>> BEGIN TEXT SEGMENT
[SOLVED] EBCDIC (Cp1047) junit 0D25

EBCDIC (Cp1047) junit 0D25

I'm working with some data encoded in EBCDIC and I'm required to substitute some of the values.

One of the values is the hex bytes 0D 25 which have to become 40 40.

I understand this to mean that the EBCDIC characters are as follows:

0D: carriage return
25: line feed

This pair when found in a String with this encoding must be replaced with two spaces (hex 40, twice). See also the wikipedia EDCDIC character table.

I understand 0D (carriage return) to be equivalent to \r and 25 (line feed) is (should be?) \n in UTF-16. Therefore:

assertThat(minimalExample("\r\n")).isEqualTo(" ");

should pass, given a minimal method defined as follows

String minimalExample(String raw) throws Exception {
    byte[] bytes = raw.getBytes("Cp1047");
    if (bytes[0] == 0x0d && bytes[1] == 0x25) {
        bytes[0] = 0x40;
        bytes[1] = 0x40;
    }
    return new String(bytes, "Cp1047");
}

What I end up getting though is

Expecting:
 <"
>> END TEXT SEGMENT
THINGS TO DO =>
a) Please explain, using the EBCDIC thread, why the poster expects the assertion on "\r\n" to pass.
b) In the EBCDIC thread, which hex bytes must the pair 0D 25 be replaced with?
>> BEGIN DATASET CONTENT
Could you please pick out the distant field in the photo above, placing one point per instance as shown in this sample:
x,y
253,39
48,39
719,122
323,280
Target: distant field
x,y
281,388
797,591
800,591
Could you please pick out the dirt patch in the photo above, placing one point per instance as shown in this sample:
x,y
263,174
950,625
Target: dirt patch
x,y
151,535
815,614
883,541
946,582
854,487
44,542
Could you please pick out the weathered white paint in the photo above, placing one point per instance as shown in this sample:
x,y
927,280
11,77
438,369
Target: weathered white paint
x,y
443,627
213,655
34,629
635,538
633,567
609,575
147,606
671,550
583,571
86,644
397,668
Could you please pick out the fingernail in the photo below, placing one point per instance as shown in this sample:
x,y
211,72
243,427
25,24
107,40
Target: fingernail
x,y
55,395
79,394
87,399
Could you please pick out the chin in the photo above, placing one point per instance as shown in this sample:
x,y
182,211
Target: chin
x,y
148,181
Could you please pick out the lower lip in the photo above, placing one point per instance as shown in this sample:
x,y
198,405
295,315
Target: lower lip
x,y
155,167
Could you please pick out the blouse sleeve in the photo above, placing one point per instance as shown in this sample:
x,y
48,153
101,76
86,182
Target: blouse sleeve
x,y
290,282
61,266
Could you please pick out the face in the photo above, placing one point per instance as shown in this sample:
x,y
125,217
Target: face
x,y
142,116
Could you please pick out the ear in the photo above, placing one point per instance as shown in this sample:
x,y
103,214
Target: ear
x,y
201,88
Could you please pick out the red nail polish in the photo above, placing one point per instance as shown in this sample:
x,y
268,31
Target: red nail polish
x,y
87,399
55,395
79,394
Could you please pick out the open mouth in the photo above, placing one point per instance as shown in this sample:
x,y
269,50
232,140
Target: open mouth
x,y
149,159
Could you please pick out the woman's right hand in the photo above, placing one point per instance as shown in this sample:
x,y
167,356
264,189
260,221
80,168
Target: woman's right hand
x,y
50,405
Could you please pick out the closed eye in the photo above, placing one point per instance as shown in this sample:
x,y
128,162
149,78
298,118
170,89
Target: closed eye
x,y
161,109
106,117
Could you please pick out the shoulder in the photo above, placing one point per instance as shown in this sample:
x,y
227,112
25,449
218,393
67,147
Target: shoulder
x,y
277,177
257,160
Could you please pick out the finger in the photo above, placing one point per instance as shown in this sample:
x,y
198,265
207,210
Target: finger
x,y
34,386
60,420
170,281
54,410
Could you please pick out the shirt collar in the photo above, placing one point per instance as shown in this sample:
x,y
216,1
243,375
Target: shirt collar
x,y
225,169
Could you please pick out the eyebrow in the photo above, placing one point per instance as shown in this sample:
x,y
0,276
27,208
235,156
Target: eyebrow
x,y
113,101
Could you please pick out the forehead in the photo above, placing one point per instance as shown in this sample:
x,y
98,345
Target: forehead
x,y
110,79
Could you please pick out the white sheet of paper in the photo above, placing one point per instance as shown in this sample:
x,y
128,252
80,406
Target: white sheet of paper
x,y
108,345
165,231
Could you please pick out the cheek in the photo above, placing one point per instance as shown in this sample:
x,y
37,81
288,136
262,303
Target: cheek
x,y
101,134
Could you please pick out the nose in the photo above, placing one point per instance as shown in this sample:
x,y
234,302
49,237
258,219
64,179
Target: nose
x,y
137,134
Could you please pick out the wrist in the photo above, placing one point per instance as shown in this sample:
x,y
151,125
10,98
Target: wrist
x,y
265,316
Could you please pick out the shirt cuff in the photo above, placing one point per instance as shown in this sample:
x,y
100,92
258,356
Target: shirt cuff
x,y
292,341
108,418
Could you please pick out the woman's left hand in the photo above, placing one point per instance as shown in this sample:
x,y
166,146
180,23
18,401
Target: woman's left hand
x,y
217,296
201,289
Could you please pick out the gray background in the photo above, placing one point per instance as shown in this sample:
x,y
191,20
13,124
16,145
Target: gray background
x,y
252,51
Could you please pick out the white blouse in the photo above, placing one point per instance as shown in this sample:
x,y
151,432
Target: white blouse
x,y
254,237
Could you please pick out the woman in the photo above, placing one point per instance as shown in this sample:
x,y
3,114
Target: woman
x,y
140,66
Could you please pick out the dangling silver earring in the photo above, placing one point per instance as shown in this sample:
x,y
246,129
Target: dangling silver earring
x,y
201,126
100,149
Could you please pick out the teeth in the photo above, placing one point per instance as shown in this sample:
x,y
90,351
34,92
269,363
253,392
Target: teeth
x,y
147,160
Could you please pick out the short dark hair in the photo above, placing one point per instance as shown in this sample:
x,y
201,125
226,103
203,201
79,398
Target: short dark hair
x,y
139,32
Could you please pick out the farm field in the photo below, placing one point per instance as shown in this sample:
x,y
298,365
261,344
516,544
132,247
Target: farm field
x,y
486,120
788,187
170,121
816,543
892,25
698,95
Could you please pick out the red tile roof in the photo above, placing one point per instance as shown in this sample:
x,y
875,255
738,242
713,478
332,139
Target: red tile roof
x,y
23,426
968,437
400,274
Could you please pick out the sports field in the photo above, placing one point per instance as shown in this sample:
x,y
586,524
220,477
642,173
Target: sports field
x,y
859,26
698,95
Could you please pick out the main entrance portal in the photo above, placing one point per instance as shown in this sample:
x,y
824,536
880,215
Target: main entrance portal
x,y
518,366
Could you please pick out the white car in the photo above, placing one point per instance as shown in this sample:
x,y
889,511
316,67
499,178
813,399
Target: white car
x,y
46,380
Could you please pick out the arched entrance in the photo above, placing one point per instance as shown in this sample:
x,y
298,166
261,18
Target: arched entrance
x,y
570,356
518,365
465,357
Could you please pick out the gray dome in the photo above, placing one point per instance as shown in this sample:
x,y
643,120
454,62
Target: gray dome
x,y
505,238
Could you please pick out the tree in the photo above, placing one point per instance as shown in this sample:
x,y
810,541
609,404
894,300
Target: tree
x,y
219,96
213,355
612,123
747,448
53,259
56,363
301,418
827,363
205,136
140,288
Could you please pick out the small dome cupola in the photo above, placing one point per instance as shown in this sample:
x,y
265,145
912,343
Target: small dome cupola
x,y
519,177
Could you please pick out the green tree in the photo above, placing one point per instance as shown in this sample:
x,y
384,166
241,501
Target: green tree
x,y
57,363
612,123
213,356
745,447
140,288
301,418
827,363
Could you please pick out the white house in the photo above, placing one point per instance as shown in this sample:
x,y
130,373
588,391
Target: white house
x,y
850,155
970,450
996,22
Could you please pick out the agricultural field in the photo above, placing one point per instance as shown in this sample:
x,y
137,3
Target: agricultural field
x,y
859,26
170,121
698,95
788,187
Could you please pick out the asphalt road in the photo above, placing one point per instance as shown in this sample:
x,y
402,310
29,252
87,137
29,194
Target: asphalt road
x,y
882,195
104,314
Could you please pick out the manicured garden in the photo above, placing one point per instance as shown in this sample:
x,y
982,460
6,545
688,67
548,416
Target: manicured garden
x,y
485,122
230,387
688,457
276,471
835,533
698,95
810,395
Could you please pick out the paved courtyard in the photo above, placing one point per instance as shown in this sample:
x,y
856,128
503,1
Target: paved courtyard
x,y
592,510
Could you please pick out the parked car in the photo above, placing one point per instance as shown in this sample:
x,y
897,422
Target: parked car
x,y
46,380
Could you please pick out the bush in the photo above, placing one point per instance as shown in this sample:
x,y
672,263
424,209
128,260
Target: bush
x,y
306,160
>> END DATASET CONTENT
RESULTS IN ORDER =>
a) The poster takes 0D to be carriage return, equivalent to \r, and 25 to be line feed, which should be \n in UTF-16. Encoding "\r\n" as Cp1047 should therefore yield the bytes 0D 25, which the method replaces with 40 40, two spaces.

b) 40 40 (two spaces).